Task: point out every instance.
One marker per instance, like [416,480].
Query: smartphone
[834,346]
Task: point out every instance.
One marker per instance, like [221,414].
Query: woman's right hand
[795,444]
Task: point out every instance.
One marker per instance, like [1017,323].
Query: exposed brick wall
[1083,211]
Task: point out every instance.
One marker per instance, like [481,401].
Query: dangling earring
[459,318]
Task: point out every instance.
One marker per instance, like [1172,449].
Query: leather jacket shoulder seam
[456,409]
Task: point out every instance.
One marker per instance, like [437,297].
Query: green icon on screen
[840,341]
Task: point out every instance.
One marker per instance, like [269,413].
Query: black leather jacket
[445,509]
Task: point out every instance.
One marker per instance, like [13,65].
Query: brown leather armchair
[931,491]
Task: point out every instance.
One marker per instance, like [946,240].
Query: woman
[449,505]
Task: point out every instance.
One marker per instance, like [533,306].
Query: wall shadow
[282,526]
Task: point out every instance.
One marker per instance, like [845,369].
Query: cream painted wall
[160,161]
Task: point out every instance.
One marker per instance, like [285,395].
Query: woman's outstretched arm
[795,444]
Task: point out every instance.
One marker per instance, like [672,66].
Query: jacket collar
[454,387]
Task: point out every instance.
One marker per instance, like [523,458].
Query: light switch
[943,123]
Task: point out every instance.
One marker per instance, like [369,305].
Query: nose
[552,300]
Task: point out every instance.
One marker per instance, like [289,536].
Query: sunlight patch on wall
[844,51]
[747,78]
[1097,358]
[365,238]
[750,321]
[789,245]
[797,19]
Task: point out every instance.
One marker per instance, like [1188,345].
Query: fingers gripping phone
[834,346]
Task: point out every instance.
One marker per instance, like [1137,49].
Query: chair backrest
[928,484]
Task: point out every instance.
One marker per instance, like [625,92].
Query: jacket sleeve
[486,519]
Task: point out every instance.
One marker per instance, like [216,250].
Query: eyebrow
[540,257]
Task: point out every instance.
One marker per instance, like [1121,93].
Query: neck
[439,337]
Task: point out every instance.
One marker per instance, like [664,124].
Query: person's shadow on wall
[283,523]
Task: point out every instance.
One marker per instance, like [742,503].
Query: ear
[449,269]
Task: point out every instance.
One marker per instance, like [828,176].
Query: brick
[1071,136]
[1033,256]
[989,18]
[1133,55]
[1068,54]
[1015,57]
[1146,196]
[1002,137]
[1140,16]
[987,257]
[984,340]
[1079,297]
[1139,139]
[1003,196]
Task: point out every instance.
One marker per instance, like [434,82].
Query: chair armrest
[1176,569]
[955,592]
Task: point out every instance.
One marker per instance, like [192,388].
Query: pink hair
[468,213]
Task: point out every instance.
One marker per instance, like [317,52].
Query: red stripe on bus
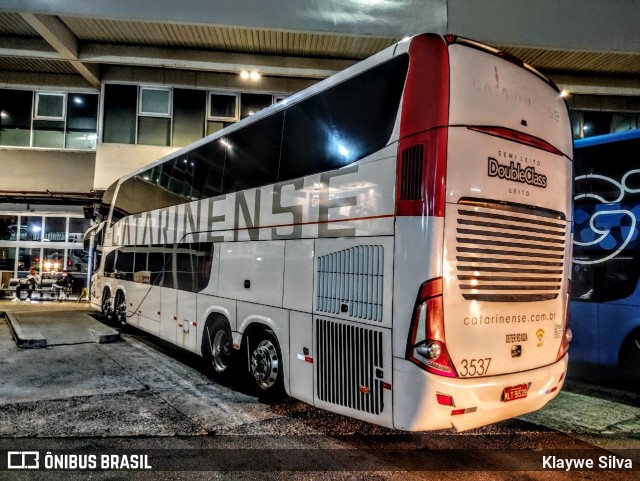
[350,219]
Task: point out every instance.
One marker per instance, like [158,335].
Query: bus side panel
[298,275]
[252,271]
[301,356]
[209,306]
[611,336]
[354,279]
[277,320]
[187,323]
[168,314]
[584,325]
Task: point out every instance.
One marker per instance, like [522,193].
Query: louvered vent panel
[509,254]
[350,281]
[411,182]
[348,358]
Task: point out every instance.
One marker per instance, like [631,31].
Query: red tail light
[567,335]
[426,347]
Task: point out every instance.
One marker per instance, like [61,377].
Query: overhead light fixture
[253,75]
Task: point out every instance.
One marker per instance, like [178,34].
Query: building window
[82,121]
[168,116]
[9,227]
[55,229]
[154,116]
[42,242]
[253,103]
[50,106]
[155,102]
[223,106]
[32,230]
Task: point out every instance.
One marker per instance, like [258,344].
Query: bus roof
[607,138]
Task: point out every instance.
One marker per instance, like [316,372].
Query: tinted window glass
[607,261]
[124,265]
[82,121]
[109,263]
[253,103]
[48,133]
[15,124]
[120,113]
[32,230]
[156,263]
[344,123]
[188,116]
[253,155]
[154,131]
[7,259]
[209,163]
[8,227]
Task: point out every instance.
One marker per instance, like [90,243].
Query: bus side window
[109,263]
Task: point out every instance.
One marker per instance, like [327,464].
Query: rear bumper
[415,407]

- WHAT THIS TASK INVOLVES: Repeat the records above exactly, omitting every picture.

- EXPECTED OUTPUT:
Task: point out every instance.
One marker per instance, like [416,480].
Query: smartphone
[834,346]
Task: point out every instance.
One marker per instance, like [221,414].
Query: woman's right hand
[795,444]
Task: point out every instance.
One marker per instance, like [1017,323].
Query: exposed brick wall
[1083,211]
Task: point out every instance.
One marker per instance, like [481,401].
Query: dangling earring
[459,318]
Task: point out every instance.
One marker per instance, like [1172,449].
Query: leather jacket shoulder seam
[456,409]
Task: point out every instance.
One marker per instance, like [437,297].
Query: green icon on screen
[840,341]
Task: point out every instance.
One marker per instance, like [269,413].
Query: black leather jacket
[445,509]
Task: point out every instance.
One marker per instance, like [13,65].
Query: brown leather armchair
[931,491]
Task: point out every instance.
One marker per instance, like [946,240].
Query: woman
[449,505]
Task: point out every instance.
One marker per instance, like [533,306].
Query: wall shadow
[282,526]
Task: point out every instance.
One marker per instance, like [845,369].
Query: cream painted wall
[160,161]
Task: point out every instance.
One marker per instance, like [285,395].
Query: woman's outstretched arm
[795,444]
Task: point out every instance.
One marker per instance, like [672,66].
Query: jacket collar
[454,387]
Task: point out every instance.
One marker per instance, like [523,458].
Query: light switch
[943,123]
Task: point out every instance.
One marker per instance, like [369,305].
Query: nose
[552,300]
Task: point out every instance.
One marker per instance, like [289,536].
Query: sunlight patch on wall
[844,51]
[747,78]
[1097,358]
[365,238]
[750,321]
[789,245]
[797,19]
Task: point out every instance.
One marker per instance, like [1188,345].
Query: fingers gripping phone
[834,346]
Task: point out every instance.
One marker per instance, like [1137,49].
Query: chair backrest
[928,484]
Task: point out every instance.
One marker per instance, like [625,92].
Query: jacket sleeve
[486,519]
Task: point out every instance.
One marker per instance, like [216,250].
Query: eyebrow
[540,257]
Task: point out every instance.
One marker per instance, like [1121,93].
Query: neck
[439,337]
Task: point out every instance.
One marker per instance, like [664,124].
Query: person's shadow on wall
[283,523]
Task: point out every instance.
One marker per instance, like [742,503].
Query: ear
[449,269]
Task: point out every instance.
One marker per instance, like [828,176].
Query: brick
[1071,136]
[1033,256]
[989,18]
[1133,55]
[1068,54]
[1015,57]
[1146,196]
[1002,137]
[1140,16]
[987,257]
[984,340]
[1079,297]
[1139,139]
[1003,196]
Task: point out every instance.
One marker per instance, like [434,82].
Query: chair armrest
[1176,569]
[955,592]
Task: point out every instance.
One marker per instance, like [192,388].
Query: pink hair
[468,213]
Task: point out every instance.
One marker per instance, like [317,52].
Query: red stripe on bus
[350,219]
Task: point out every instance.
One marker per instance, like [158,335].
Query: bus side panel
[298,275]
[252,271]
[301,356]
[209,306]
[611,336]
[354,279]
[277,320]
[187,323]
[168,314]
[584,325]
Task: point out every instance.
One marker per instance, like [522,193].
Query: louvered vent panel
[509,254]
[350,281]
[411,182]
[348,358]
Task: point out every instance.
One marker per instance, like [631,31].
Query: red tail light
[567,335]
[426,347]
Task: point out every instance.
One marker per instance, like [61,377].
Query: overhead light fixture
[253,75]
Task: point out every instance.
One marker per instance, like [178,34].
Query: building window
[82,121]
[168,116]
[9,227]
[55,229]
[154,116]
[42,242]
[253,103]
[50,106]
[155,102]
[223,106]
[32,230]
Task: point out every instance.
One marker per instance, like [258,344].
Query: bus roof
[607,138]
Task: point out every instance.
One marker per instance, like [316,372].
Query: tinted window glass
[607,261]
[124,265]
[82,121]
[109,263]
[253,103]
[48,133]
[15,124]
[120,113]
[32,230]
[156,263]
[344,123]
[188,116]
[253,155]
[154,131]
[7,259]
[209,163]
[8,227]
Task: point out every instance.
One marker per instance, like [90,243].
Query: bus side window
[109,263]
Task: point out every instance.
One marker per instance, like [327,464].
Query: rear bumper
[415,407]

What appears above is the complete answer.